▸ **Given task**: Copy the records starting with the line containing "Exercise. Mark the building doorway" and going on through the line containing "point(99, 97)", replacing "straw hat" with "sun hat" and leaving everything else unchanged.

▸ **Entries supplied**:
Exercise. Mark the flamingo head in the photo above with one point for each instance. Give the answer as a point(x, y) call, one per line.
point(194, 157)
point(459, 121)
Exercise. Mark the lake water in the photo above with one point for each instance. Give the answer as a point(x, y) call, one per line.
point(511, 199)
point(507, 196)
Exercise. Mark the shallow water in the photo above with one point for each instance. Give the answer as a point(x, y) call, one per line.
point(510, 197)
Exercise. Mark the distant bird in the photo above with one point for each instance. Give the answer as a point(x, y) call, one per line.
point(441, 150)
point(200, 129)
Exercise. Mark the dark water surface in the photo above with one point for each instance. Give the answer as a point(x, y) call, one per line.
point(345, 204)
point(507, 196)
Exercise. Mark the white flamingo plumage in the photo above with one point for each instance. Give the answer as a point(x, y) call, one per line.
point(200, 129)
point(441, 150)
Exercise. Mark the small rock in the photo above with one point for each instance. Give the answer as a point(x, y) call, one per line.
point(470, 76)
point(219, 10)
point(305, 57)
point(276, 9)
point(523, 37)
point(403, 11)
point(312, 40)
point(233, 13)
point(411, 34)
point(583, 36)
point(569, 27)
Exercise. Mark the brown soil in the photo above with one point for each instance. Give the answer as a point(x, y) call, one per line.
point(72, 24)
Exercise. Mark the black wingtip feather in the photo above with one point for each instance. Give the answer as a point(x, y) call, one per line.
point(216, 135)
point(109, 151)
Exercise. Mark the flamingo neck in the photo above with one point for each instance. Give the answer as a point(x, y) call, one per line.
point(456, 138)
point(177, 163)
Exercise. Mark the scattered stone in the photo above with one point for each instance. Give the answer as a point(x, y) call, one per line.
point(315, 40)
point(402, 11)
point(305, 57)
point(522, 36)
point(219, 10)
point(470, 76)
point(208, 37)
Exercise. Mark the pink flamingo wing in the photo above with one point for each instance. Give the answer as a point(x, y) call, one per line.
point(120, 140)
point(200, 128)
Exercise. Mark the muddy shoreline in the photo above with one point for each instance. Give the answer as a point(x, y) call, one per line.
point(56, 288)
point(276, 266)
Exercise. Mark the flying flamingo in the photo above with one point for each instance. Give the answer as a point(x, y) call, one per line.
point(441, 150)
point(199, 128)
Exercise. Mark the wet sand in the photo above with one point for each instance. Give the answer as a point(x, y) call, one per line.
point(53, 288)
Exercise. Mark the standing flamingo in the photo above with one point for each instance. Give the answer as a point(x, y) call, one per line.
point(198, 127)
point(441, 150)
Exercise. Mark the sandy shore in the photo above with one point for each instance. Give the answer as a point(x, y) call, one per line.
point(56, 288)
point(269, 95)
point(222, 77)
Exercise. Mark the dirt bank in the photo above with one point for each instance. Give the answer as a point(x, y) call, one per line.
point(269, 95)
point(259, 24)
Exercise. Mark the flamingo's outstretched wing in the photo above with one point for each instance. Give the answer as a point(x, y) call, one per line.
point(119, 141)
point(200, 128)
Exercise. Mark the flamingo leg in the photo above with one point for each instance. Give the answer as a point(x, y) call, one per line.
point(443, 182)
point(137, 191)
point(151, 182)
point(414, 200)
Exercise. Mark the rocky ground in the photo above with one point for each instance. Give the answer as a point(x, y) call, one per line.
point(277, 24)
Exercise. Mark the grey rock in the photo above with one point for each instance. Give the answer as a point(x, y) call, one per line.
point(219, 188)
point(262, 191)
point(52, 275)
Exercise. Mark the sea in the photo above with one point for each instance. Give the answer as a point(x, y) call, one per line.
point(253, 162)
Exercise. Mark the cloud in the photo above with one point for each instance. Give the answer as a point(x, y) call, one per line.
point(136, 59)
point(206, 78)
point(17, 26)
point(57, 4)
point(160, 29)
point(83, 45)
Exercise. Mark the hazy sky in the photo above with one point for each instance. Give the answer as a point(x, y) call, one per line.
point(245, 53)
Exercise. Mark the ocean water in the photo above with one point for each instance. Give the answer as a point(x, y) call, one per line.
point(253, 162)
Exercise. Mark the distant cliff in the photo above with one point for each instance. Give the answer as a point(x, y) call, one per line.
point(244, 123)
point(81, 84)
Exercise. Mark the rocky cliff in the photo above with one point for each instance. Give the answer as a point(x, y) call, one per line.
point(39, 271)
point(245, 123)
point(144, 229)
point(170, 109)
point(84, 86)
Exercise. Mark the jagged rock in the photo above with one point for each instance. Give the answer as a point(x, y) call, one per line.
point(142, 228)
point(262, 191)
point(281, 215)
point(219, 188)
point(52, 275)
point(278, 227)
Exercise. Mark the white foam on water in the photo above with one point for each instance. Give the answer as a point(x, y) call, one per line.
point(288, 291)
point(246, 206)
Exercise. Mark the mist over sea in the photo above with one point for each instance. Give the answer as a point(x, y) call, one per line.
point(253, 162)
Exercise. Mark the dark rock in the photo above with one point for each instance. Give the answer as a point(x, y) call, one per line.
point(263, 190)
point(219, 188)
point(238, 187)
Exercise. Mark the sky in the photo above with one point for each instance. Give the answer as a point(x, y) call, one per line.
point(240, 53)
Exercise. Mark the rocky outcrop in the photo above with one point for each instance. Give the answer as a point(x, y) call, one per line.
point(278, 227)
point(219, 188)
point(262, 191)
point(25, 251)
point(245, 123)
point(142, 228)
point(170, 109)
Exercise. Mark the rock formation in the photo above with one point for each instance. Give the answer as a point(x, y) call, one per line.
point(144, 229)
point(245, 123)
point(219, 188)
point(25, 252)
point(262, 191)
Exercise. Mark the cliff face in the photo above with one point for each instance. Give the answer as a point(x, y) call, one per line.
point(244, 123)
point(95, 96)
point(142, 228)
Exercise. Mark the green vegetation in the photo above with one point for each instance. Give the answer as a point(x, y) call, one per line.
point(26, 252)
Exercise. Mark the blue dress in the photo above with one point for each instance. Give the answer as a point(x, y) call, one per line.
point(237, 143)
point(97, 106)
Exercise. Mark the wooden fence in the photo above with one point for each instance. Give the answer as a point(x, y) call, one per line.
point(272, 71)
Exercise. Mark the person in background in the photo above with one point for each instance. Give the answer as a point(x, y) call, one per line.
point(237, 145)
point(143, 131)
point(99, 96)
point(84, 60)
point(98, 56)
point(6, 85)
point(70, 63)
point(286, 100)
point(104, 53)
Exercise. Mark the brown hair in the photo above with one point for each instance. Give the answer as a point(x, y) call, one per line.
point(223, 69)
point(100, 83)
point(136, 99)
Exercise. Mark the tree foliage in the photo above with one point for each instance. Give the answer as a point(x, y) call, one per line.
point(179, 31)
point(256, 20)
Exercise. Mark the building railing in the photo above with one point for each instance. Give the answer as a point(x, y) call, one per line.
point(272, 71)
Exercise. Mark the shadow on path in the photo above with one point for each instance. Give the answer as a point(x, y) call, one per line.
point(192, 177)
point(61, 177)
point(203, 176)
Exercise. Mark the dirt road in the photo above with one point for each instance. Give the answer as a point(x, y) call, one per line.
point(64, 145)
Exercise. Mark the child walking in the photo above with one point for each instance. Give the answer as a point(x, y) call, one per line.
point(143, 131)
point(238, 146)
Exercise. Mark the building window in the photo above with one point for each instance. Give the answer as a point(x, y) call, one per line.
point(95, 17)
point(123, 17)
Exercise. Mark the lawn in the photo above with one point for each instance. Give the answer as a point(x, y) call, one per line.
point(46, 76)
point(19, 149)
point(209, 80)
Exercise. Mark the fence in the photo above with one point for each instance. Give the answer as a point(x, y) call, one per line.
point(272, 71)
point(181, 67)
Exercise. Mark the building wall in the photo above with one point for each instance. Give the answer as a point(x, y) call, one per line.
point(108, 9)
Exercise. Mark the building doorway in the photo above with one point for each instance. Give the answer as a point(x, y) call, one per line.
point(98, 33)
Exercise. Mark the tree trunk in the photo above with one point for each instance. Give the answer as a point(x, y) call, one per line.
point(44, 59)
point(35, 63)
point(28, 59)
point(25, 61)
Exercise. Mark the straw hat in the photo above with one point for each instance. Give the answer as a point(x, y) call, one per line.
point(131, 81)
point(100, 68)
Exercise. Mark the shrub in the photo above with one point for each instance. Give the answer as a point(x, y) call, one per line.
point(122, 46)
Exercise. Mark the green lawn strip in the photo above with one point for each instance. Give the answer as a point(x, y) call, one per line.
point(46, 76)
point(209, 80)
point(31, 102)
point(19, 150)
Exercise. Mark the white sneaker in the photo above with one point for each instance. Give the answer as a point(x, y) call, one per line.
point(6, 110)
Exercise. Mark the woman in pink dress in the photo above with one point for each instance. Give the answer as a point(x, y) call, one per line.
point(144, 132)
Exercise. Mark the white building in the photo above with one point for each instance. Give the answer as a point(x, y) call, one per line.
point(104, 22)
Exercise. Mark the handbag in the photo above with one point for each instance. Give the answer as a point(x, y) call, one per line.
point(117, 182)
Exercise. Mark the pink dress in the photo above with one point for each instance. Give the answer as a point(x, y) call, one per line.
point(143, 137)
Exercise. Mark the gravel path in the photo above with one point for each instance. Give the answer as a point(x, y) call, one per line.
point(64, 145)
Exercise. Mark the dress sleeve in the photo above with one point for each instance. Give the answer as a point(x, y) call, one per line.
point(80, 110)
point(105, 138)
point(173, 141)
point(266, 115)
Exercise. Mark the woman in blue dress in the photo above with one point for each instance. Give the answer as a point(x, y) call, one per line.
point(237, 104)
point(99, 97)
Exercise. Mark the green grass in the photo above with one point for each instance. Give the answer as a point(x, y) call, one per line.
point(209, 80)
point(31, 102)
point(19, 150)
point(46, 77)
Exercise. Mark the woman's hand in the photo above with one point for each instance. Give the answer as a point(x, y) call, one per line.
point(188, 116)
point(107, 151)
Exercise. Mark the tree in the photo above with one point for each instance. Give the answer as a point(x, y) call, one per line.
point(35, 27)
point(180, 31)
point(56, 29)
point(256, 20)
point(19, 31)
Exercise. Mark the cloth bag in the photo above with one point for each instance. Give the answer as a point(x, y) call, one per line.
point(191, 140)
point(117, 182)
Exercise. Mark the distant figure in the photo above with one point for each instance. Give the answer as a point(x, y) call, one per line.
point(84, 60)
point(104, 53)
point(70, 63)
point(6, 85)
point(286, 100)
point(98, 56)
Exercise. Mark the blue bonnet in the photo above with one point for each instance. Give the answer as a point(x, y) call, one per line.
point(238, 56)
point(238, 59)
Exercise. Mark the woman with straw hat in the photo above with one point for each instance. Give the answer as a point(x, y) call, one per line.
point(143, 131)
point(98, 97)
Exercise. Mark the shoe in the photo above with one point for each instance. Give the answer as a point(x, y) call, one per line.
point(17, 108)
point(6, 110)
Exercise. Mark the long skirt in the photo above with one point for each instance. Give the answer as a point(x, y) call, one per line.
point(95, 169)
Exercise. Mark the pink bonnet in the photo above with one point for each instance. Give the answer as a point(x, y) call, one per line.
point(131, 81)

▸ **Result for this exercise**:
Exercise. Mark the building doorway in the photo above with one point for each instance. Give the answer as a point(x, y) call, one per line.
point(98, 33)
Exercise. Mark the tree trunk in the photo above with one point for each instance. Give the answer as a point(x, y) call, one per line.
point(44, 59)
point(35, 63)
point(28, 59)
point(25, 61)
Exercise. Mark the sun hat in the photo above with one point for each instance. Give the answer as a point(x, y) call, one per line.
point(131, 81)
point(100, 68)
Exercise. Mark the shrub in the photo above with one point for each instance. Give the answer as a point(x, y) call, one per line.
point(122, 46)
Exercise. Mark the green lawn strip in the photo above with one point for each instance. Give the answer as a point(x, y) call, one per line.
point(46, 76)
point(209, 80)
point(31, 102)
point(19, 150)
Exercise. Mark the white sneaker in the photo above with one point for each instance. Give the answer as a point(x, y) call, one per line.
point(6, 110)
Exercise. Mark the woman in pink dress in the photo above with one point for each instance. Give the answer as a point(x, y) call, one per line.
point(144, 132)
Exercise. Mark the white building in the photo above with one point for each instance. Give the answer as a point(x, y) call, one per line.
point(104, 22)
Exercise. Mark the handbag in the photo above with one point for each instance. Give the answer as a point(x, y) call, one per line.
point(117, 182)
Exercise. Mark the pink dress in the photo above with one point for each instance. Give the answer as a point(x, y) call, one per line.
point(143, 137)
Exercise. Mark the gravel path in the photo above with one point for each instance. Give the answer as a point(x, y) call, one per line.
point(64, 145)
Exercise. Mark the dress sleeve in the photo above with one point for each instance. Give the answer as a point(x, y) call, one per line.
point(80, 110)
point(105, 138)
point(173, 141)
point(266, 115)
Exercise. Mark the woman in blue dress in the photo above with one point for each instance. Give the answer as a point(x, y) call, one per line.
point(237, 104)
point(99, 97)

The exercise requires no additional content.